* Extracted material *
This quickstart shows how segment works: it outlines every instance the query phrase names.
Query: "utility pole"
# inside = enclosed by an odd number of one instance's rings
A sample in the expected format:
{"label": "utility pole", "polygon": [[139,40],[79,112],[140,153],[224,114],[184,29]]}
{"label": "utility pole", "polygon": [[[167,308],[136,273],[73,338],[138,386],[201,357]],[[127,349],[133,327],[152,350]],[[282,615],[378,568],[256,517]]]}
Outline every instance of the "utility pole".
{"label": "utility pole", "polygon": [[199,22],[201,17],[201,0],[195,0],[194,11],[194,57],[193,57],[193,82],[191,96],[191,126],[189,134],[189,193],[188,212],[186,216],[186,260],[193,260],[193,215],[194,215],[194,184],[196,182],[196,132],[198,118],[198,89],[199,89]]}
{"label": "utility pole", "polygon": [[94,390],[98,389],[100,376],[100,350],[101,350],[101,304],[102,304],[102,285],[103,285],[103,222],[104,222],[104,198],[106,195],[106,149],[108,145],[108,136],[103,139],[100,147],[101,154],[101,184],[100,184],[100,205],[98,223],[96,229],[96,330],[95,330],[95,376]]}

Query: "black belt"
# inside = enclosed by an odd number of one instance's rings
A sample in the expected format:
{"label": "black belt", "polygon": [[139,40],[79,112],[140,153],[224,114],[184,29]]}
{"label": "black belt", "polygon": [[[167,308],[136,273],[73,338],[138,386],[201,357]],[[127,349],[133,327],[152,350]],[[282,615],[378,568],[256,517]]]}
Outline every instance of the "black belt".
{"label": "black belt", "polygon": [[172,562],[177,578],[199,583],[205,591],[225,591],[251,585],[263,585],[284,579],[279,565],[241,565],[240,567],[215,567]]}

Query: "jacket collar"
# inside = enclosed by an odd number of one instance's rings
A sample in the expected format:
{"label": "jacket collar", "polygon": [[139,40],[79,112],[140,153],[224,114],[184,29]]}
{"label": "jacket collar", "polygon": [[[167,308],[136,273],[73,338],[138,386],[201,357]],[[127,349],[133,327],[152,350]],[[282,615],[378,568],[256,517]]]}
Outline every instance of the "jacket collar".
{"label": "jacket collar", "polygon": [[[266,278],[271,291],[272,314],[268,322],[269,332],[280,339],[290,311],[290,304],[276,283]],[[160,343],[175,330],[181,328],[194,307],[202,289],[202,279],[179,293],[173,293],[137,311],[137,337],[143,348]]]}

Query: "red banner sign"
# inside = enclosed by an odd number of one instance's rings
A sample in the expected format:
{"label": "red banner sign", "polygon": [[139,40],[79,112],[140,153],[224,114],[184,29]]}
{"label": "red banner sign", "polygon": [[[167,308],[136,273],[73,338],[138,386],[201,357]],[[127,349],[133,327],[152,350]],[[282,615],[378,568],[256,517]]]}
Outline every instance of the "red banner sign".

* Exercise goal *
Copy out all of the data exactly, leaving nothing out.

* Solution *
This quickstart shows how segment works: it outlines every instance the query phrase names.
Query: "utility pole"
# inside = enclosed by an odd number of one instance's rings
A sample in the expected format:
{"label": "utility pole", "polygon": [[139,40],[79,112],[140,153],[224,114],[184,29]]}
{"label": "utility pole", "polygon": [[[167,308],[136,273],[73,338],[138,386],[201,357]],[[127,349],[133,327],[152,350]],[[282,615],[378,568],[256,517]]]}
Outline every instance of the "utility pole".
{"label": "utility pole", "polygon": [[199,22],[201,17],[201,0],[195,0],[194,11],[194,57],[193,57],[193,82],[191,96],[191,126],[189,134],[189,193],[188,212],[186,216],[186,260],[193,260],[193,215],[194,215],[194,184],[196,182],[196,132],[198,118],[198,89],[199,89]]}
{"label": "utility pole", "polygon": [[94,390],[98,389],[100,376],[100,350],[101,350],[101,304],[102,304],[102,285],[103,285],[103,222],[104,222],[104,198],[106,195],[106,149],[108,145],[108,136],[103,139],[100,147],[101,154],[101,184],[100,184],[100,205],[98,223],[96,229],[96,330],[95,330],[95,376]]}

Query: "black belt"
# inside = enclosed by an odd number of one instance's rings
A sample in the expected format:
{"label": "black belt", "polygon": [[139,40],[79,112],[140,153],[224,114],[184,29]]}
{"label": "black belt", "polygon": [[[167,308],[136,273],[73,338],[138,386],[201,357]],[[127,349],[133,327],[152,350]],[[282,615],[378,568],[256,517]]]}
Outline every instance of the "black belt".
{"label": "black belt", "polygon": [[172,562],[177,578],[199,583],[205,591],[225,591],[251,585],[263,585],[284,579],[279,565],[241,565],[240,567],[215,567]]}

Query: "jacket collar"
# inside = enclosed by an odd number of one instance's rings
A sample in the expected format:
{"label": "jacket collar", "polygon": [[139,40],[79,112],[140,153],[224,114],[184,29]]}
{"label": "jacket collar", "polygon": [[[167,308],[136,273],[73,338],[138,386],[201,357]],[[127,349],[133,327],[152,350]],[[282,615],[378,568],[256,517]]]}
Outline every instance of the "jacket collar".
{"label": "jacket collar", "polygon": [[[266,278],[271,291],[272,314],[268,322],[269,332],[280,339],[290,311],[290,304],[276,283]],[[160,343],[175,330],[181,328],[194,307],[202,289],[202,279],[179,293],[173,293],[137,311],[137,337],[143,348]]]}

Query: "red banner sign"
# inside = enclosed by an odd number of one instance's rings
A sample in the expected format:
{"label": "red banner sign", "polygon": [[139,40],[79,112],[140,153],[224,114],[184,29]]}
{"label": "red banner sign", "polygon": [[[167,308],[136,273],[73,338],[138,386],[201,357]],[[127,349],[133,327],[152,350]],[[282,615],[378,568],[256,517]]]}
Outline every instance of the "red banner sign".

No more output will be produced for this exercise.